Image point grounding data:

★ ★ ★

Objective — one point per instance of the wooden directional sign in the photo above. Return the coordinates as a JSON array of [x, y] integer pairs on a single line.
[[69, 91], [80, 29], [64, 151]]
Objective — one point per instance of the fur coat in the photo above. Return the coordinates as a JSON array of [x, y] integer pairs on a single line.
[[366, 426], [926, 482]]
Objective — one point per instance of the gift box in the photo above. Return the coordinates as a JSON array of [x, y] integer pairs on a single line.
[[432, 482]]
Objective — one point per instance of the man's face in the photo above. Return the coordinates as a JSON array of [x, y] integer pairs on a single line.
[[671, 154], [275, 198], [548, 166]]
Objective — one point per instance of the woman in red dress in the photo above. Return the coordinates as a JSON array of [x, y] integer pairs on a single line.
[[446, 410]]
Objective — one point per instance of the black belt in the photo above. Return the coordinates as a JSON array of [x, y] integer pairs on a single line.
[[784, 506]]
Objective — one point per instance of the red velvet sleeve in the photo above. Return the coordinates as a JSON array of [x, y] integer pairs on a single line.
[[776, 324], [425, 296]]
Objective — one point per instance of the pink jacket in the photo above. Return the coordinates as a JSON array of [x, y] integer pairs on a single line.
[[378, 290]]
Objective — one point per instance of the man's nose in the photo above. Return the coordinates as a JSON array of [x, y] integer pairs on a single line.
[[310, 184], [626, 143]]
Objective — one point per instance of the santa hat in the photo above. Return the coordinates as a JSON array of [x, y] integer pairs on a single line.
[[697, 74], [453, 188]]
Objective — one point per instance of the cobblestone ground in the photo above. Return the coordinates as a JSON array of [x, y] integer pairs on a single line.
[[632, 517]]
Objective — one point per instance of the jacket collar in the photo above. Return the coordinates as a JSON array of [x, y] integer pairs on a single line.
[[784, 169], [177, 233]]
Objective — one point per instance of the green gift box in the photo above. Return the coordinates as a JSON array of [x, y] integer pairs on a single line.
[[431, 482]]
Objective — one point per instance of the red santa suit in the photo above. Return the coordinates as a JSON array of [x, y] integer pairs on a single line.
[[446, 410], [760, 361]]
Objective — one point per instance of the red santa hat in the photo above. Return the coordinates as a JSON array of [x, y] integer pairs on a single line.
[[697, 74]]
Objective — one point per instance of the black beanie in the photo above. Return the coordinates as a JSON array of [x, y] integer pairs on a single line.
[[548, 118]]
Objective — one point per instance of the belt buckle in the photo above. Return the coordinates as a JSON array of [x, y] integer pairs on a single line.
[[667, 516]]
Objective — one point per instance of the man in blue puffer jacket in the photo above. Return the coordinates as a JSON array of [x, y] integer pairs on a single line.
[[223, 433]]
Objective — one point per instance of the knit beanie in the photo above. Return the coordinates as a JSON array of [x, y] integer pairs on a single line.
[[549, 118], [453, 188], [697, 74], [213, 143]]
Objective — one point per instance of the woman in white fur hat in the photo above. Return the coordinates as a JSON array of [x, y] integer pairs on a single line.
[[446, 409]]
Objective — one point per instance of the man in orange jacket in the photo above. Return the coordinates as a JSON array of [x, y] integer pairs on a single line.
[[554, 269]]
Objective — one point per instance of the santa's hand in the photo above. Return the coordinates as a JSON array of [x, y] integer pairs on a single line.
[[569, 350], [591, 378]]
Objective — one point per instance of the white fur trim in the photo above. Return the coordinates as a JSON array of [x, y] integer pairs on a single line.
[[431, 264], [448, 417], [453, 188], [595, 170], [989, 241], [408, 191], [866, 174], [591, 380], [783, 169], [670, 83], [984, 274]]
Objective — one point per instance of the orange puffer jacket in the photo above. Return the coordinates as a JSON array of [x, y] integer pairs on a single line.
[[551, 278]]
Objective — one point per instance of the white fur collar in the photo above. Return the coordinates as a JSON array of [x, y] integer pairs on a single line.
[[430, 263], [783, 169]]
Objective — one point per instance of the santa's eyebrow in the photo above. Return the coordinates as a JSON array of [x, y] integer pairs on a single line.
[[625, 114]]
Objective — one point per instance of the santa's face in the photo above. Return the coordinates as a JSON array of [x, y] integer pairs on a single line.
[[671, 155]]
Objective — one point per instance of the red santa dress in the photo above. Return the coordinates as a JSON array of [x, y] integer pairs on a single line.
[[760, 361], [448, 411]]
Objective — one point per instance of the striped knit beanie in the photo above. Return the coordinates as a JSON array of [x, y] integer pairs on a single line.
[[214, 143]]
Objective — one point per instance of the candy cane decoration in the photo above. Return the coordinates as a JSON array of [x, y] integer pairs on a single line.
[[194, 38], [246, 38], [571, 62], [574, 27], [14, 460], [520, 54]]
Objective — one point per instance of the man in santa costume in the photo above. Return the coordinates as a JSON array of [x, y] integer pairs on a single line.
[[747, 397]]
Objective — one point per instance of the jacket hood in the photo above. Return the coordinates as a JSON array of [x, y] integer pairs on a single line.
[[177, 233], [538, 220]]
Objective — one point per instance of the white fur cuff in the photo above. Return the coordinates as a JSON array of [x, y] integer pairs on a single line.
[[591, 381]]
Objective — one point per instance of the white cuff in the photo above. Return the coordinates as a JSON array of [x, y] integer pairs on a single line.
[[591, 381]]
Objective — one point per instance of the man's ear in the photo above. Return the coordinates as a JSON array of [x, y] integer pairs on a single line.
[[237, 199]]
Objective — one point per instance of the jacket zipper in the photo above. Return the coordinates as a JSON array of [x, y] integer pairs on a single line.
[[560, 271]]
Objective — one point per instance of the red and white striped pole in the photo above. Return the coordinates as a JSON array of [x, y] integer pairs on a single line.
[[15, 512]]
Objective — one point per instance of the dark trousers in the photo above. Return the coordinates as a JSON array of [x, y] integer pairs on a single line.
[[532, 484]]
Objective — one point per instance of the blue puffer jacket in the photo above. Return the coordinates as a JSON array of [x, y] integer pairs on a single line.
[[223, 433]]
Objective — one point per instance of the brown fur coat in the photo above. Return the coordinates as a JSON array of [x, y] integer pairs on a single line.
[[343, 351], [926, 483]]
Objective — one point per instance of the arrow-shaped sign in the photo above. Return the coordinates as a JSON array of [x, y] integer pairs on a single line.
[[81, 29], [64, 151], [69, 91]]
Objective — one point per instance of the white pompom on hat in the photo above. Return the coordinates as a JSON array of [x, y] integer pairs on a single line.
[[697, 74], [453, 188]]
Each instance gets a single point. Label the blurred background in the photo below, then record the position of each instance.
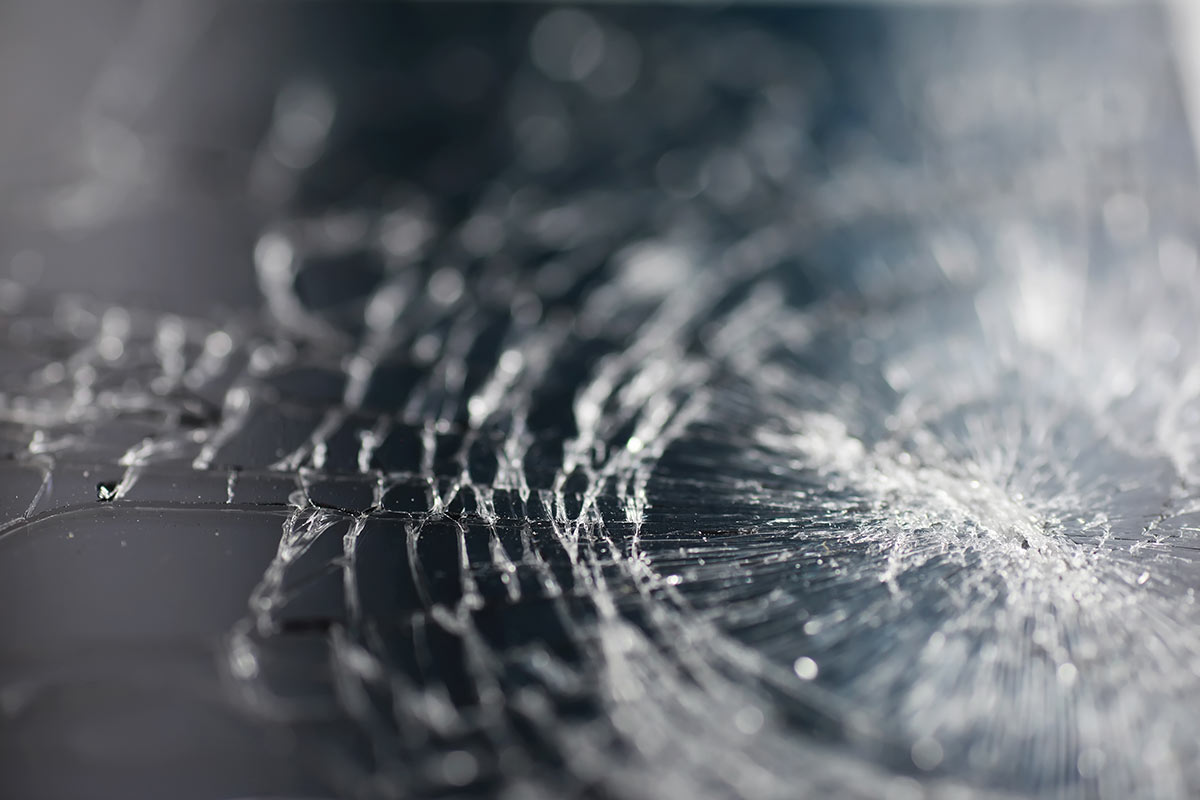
(606, 401)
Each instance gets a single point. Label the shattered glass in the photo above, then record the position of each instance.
(610, 402)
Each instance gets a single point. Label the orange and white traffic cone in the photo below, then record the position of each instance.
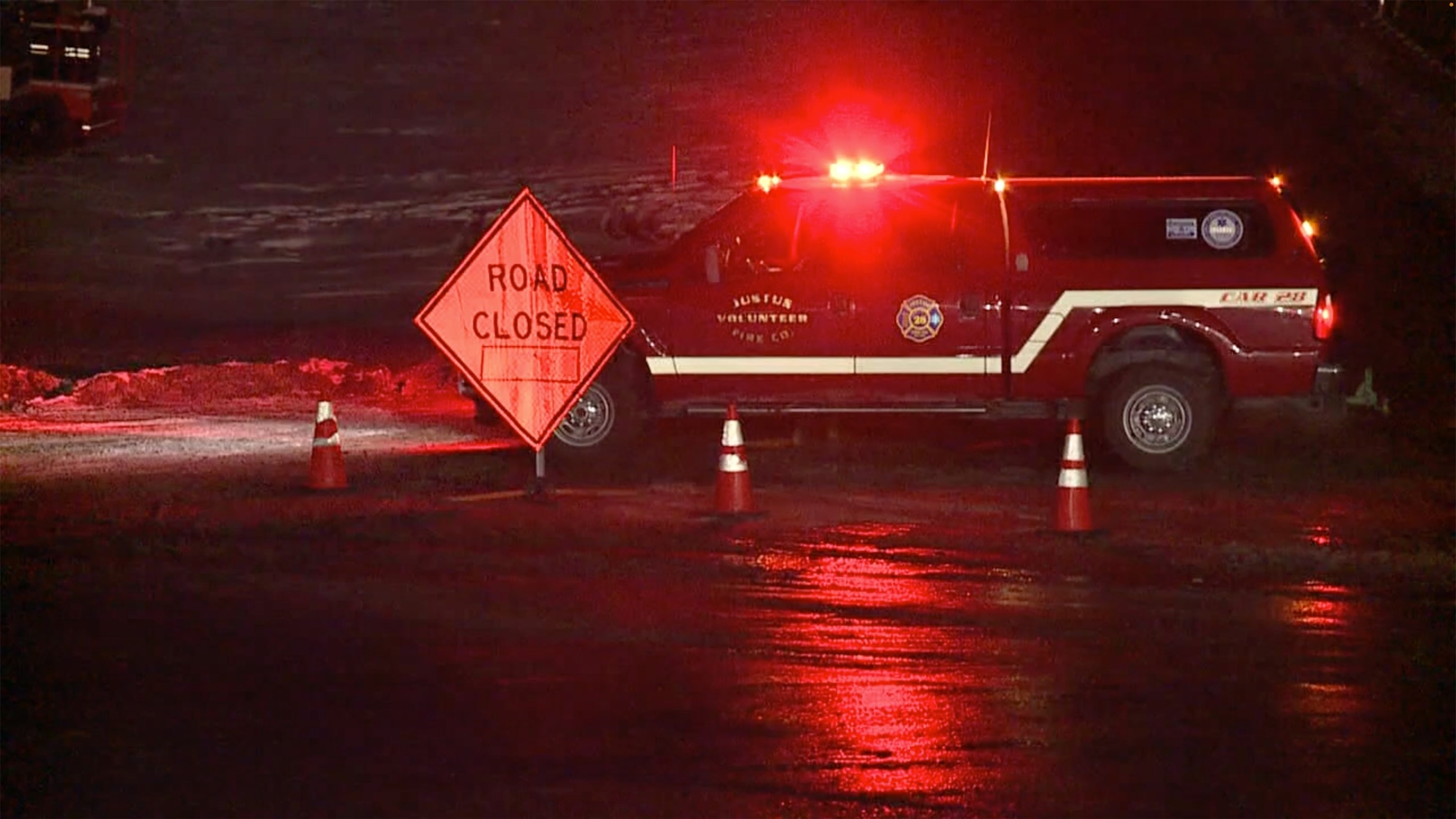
(733, 470)
(327, 463)
(1074, 503)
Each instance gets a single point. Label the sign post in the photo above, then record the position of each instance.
(528, 321)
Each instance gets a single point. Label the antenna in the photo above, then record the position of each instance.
(986, 159)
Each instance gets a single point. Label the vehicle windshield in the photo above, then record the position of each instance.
(726, 222)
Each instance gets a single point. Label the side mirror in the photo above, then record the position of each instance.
(712, 264)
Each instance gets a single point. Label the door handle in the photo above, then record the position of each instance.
(972, 307)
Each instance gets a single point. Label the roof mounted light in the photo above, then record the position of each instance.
(855, 171)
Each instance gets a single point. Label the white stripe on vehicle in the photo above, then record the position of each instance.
(1260, 299)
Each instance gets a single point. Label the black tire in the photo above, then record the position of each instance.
(1161, 419)
(608, 420)
(48, 127)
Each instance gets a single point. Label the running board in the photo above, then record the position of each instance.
(999, 410)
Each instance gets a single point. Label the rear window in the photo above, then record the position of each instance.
(1151, 229)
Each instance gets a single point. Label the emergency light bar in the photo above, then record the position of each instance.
(861, 171)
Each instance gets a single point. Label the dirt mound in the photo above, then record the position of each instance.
(19, 385)
(194, 385)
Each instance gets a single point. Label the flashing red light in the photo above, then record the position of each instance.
(1326, 318)
(855, 171)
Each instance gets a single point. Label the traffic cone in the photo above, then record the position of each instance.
(327, 463)
(1074, 508)
(733, 470)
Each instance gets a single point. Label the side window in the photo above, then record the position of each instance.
(1151, 229)
(927, 234)
(764, 246)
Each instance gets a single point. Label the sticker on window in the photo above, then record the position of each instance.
(1222, 229)
(1181, 228)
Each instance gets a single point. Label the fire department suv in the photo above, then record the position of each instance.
(1147, 304)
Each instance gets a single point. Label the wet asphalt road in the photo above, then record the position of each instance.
(220, 643)
(215, 645)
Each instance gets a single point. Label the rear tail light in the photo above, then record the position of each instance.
(1324, 317)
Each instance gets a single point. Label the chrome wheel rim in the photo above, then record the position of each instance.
(1156, 420)
(590, 420)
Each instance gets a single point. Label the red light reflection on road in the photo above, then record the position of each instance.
(886, 693)
(1326, 614)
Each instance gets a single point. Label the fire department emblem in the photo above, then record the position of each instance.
(919, 318)
(1222, 229)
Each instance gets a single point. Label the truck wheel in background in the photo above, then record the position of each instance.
(47, 127)
(1159, 419)
(608, 420)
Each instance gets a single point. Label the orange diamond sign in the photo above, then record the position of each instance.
(526, 319)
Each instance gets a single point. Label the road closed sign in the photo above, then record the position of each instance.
(526, 319)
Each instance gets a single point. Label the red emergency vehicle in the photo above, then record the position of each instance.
(1147, 304)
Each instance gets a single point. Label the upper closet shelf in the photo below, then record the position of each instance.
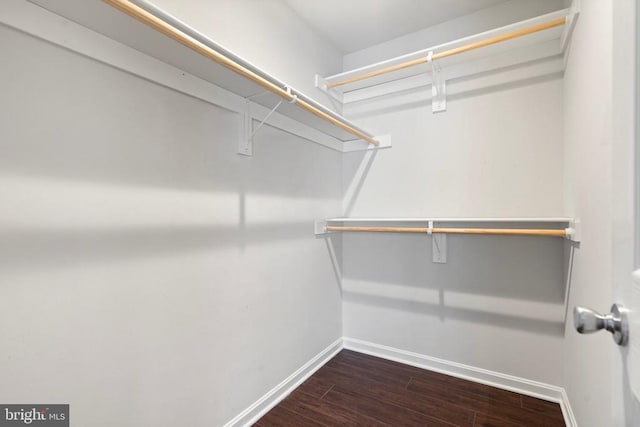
(549, 227)
(147, 29)
(536, 44)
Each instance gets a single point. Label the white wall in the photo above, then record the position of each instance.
(501, 14)
(268, 34)
(498, 302)
(150, 275)
(588, 179)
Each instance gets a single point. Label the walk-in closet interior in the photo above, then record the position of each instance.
(301, 213)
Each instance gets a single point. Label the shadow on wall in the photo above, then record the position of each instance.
(102, 125)
(514, 282)
(99, 165)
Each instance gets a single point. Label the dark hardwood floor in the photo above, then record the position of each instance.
(360, 390)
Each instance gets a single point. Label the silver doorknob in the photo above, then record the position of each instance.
(587, 321)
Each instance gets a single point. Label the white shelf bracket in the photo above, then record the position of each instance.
(574, 231)
(571, 19)
(333, 93)
(438, 245)
(245, 145)
(438, 86)
(321, 83)
(320, 227)
(248, 132)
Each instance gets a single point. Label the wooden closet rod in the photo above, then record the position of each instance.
(167, 29)
(477, 45)
(486, 231)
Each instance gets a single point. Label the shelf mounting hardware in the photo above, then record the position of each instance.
(438, 86)
(246, 144)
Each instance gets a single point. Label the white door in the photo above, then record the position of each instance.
(625, 198)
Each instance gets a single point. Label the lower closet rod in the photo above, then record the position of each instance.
(485, 231)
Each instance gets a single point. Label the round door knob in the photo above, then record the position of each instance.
(587, 321)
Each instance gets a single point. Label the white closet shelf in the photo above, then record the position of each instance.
(535, 226)
(169, 40)
(526, 44)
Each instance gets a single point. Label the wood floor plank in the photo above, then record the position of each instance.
(549, 409)
(325, 412)
(480, 405)
(315, 387)
(400, 396)
(483, 420)
(382, 411)
(280, 417)
(380, 375)
(448, 381)
(357, 389)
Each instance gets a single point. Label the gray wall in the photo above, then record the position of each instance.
(498, 302)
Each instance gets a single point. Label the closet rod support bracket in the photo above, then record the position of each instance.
(438, 86)
(245, 144)
(322, 84)
(574, 231)
(320, 227)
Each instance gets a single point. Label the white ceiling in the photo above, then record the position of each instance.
(352, 25)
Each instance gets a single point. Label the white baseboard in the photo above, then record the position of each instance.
(495, 379)
(282, 390)
(567, 412)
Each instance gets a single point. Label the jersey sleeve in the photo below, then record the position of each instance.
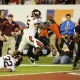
(11, 68)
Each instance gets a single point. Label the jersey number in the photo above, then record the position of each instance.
(28, 23)
(7, 61)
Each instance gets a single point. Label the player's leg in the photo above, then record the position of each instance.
(5, 48)
(22, 45)
(38, 45)
(12, 44)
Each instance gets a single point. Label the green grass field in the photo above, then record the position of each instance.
(43, 65)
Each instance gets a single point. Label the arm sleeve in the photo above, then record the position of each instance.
(62, 27)
(72, 26)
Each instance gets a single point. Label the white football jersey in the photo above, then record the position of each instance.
(7, 62)
(30, 27)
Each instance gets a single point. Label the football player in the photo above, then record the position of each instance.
(33, 22)
(9, 63)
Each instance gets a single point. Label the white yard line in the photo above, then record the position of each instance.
(46, 65)
(34, 73)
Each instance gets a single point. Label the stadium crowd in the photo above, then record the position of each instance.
(61, 37)
(38, 2)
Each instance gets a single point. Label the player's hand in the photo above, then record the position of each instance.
(12, 33)
(66, 28)
(3, 38)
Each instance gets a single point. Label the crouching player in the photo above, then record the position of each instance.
(75, 64)
(9, 64)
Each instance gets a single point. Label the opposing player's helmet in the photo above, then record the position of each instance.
(20, 59)
(36, 13)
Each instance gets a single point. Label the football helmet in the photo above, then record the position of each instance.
(36, 13)
(20, 59)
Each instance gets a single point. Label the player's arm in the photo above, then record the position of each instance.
(42, 26)
(5, 70)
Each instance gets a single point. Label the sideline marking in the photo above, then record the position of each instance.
(46, 65)
(34, 73)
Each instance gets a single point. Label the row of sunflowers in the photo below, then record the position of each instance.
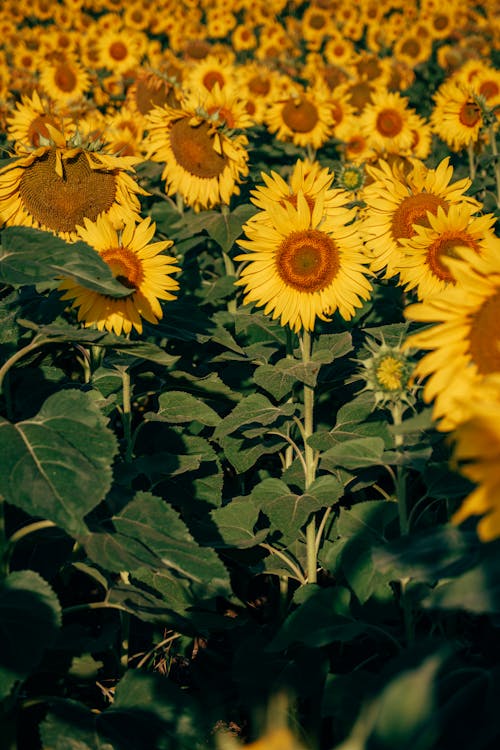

★ ★ ★

Exercise brief – With all pictures excluded, output exactly the lines from the one containing "Each instance gets a single point. Label the player's hand" through the final line of the entries, inclusive.

Output –
Each instance gets a single point. Label the player's hand in the photo above, then record the position of each instance.
(12, 33)
(66, 28)
(3, 38)
Each instance gets a single point. Label the crouching player in the photo above, then record the position of each instance.
(75, 64)
(9, 64)
Each instance gets a single point. Label the opposing player's helmet in the photo above, then record the position of each instance.
(20, 59)
(36, 13)
Each instance gets a single point. Label the football helmet in the photo above, then record the position of each instance.
(36, 13)
(20, 59)
Each instance gets a single point. Label the player's arm in the photo above, then record the position of each instance.
(42, 26)
(5, 70)
Each instance gets a single point. Label the sideline marking in the photo above, then record the position of each instance.
(46, 65)
(34, 73)
Each instance gets a single point. Label the row of sunflowers in the photo below, then record the position of each instance.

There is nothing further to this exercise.